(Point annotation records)
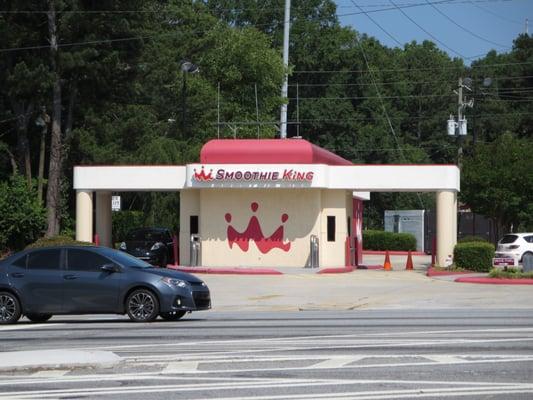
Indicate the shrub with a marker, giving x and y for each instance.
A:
(510, 273)
(474, 256)
(59, 240)
(381, 240)
(469, 239)
(125, 221)
(23, 218)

Stated task -> Above are records with pictures; repeat the records exactly and leave the pictures out.

Exercise solution ->
Indicate the shrub with a marker, giving x and y for each instance.
A:
(510, 273)
(474, 256)
(59, 240)
(381, 240)
(469, 239)
(125, 221)
(23, 218)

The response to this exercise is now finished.